What you need to do: Could you copy out the entries below, swapping every "drop one point" for "place a single point" and leaving everything else unchanged?

Coordinate annotation entries:
╭──

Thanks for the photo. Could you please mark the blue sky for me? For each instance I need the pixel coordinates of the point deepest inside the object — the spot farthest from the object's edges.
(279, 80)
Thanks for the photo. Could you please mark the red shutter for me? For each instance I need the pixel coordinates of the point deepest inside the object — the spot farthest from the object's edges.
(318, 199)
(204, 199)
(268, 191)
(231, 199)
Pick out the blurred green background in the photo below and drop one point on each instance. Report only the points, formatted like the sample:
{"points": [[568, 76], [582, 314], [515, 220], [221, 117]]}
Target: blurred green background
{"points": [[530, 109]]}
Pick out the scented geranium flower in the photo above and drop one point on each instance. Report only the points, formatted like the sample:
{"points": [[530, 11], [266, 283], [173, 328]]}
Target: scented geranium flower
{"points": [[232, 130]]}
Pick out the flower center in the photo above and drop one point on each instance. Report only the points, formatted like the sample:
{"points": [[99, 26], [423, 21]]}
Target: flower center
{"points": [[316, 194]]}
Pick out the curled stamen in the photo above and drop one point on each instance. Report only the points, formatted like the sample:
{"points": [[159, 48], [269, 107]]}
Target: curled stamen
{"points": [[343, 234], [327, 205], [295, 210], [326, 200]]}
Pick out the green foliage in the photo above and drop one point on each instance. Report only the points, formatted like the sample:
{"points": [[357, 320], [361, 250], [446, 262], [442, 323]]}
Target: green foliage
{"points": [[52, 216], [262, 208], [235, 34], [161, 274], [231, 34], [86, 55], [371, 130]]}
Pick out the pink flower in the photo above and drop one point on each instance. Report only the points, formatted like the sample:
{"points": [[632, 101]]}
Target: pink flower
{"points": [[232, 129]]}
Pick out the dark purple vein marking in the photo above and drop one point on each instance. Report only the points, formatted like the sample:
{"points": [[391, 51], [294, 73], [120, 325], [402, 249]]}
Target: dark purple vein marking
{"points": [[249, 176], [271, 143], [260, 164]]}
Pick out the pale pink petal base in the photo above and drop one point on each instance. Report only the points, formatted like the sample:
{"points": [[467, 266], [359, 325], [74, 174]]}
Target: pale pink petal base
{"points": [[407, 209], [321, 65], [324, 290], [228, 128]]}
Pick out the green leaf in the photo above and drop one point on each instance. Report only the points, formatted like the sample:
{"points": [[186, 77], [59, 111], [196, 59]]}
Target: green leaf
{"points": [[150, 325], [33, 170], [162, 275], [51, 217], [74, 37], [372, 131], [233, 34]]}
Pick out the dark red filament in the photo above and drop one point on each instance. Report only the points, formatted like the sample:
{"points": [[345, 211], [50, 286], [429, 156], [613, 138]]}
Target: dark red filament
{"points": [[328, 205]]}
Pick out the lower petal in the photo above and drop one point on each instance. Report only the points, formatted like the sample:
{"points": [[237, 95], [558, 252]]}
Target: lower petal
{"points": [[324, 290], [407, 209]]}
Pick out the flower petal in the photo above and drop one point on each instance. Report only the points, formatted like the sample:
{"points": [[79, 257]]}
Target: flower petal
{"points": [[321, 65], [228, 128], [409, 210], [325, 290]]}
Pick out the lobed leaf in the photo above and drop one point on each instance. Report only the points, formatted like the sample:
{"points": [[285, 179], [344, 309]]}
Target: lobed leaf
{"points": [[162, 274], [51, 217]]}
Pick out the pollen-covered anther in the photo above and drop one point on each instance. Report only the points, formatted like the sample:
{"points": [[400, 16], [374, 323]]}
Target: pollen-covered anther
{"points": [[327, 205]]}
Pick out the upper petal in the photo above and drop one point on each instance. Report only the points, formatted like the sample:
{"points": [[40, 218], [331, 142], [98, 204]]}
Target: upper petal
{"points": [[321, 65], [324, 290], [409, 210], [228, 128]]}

╰──

Answer to the task:
Thanks for the photo. Could you please mark the blue sky for me? For each instance I need the pixel coordinates of the point deepest inside the object — the spot farthest from the object's edges.
(279, 80)
Thanks for the photo. Could you please mark the red shutter for me? For each instance I need the pixel coordinates of the point deepest inside the object — the spot farthest from the object's edges.
(318, 199)
(204, 199)
(268, 191)
(231, 199)
Pick out the blurred green background in the photo below and place a single point on each instance. Report only the points, formatted like the sample:
{"points": [[568, 76], [582, 314], [515, 220], [221, 117]]}
Target: blurred green background
{"points": [[530, 109]]}
Pick out the scented geranium flower in the photo above and place a single point on each instance. Report only the points, formatted like the sample:
{"points": [[530, 11], [266, 283], [173, 328]]}
Target: scented geranium flower
{"points": [[232, 130]]}
Pick out the flower center in the photo above and place a single point on each instance. Report only the points, formatted like the sample:
{"points": [[99, 26], [423, 21]]}
Target: flower center
{"points": [[316, 194]]}
Pick out the curled stamen in the photo above and place a single point on each instance. Report only the points, formatted like the sample:
{"points": [[159, 48], [269, 107]]}
Target: curled stamen
{"points": [[343, 234], [327, 205], [295, 210], [326, 200]]}
Pick out the green foliage in the photo above and place a single point on each instance. Report only the points, formatted like the sample:
{"points": [[357, 320], [361, 250], [446, 262], [442, 323]]}
Target: green foliage
{"points": [[52, 216], [262, 208], [235, 34], [161, 274], [231, 34], [86, 55], [371, 130]]}
Pick out the pink flower in the photo above and place a single point on each instance. Report only the points, formatted like the sample:
{"points": [[632, 101]]}
Target: pink flower
{"points": [[232, 129]]}
Pick out the dark purple vein marking in the photo above and place a single point on each instance. Report only the points, formatted like the sample:
{"points": [[391, 51], [294, 73], [120, 325], [402, 249]]}
Target: dark purple vein marking
{"points": [[249, 176], [271, 143], [260, 164]]}
Pick out the pale pink petal base in the photo above and place a single point on each instance. Report only the points, formatted like the sample:
{"points": [[467, 266], [359, 325], [74, 174]]}
Target: pale pink petal base
{"points": [[407, 209], [321, 65], [324, 290], [228, 128]]}
Pick out the green leaf in the photo above and place a single point on each instance. Report only the points, formatted like the sample:
{"points": [[186, 77], [59, 111], [196, 59]]}
Target: green leaf
{"points": [[150, 325], [33, 170], [162, 275], [51, 217], [74, 37], [372, 131], [233, 34]]}
Pick out the dark red filament in the photo above and place a single point on each instance. Report only the points, formatted like the sample:
{"points": [[345, 211], [50, 286], [429, 156], [613, 138]]}
Target: dark red filament
{"points": [[328, 205]]}
Pick out the lower petal in the photo above and place a single point on each instance. Report only the points, formatted like the sample:
{"points": [[237, 95], [558, 252]]}
Target: lower petal
{"points": [[324, 290], [407, 209]]}
Pick out the flower petal in the photo above and place a single point on each instance. Report only the points, formatted like the sample:
{"points": [[79, 257]]}
Target: flower petal
{"points": [[321, 65], [228, 128], [409, 210], [325, 290]]}
Pick out the lobed leaf in the photo above and place a single point on each instance. Report only the points, formatted like the sample:
{"points": [[285, 179], [344, 309]]}
Target: lobed leaf
{"points": [[162, 274], [51, 217]]}
Pick out the pollen-covered anther in the photo above and place a single point on each instance. Report only the points, formatted like the sample:
{"points": [[400, 16], [374, 323]]}
Target: pollen-covered anther
{"points": [[327, 205]]}
Pick out the upper petal in the photo above and place a single point on each instance. Report only the points, formatted like the sample:
{"points": [[40, 218], [331, 142], [98, 204]]}
Target: upper petal
{"points": [[321, 65], [324, 290], [409, 210], [228, 128]]}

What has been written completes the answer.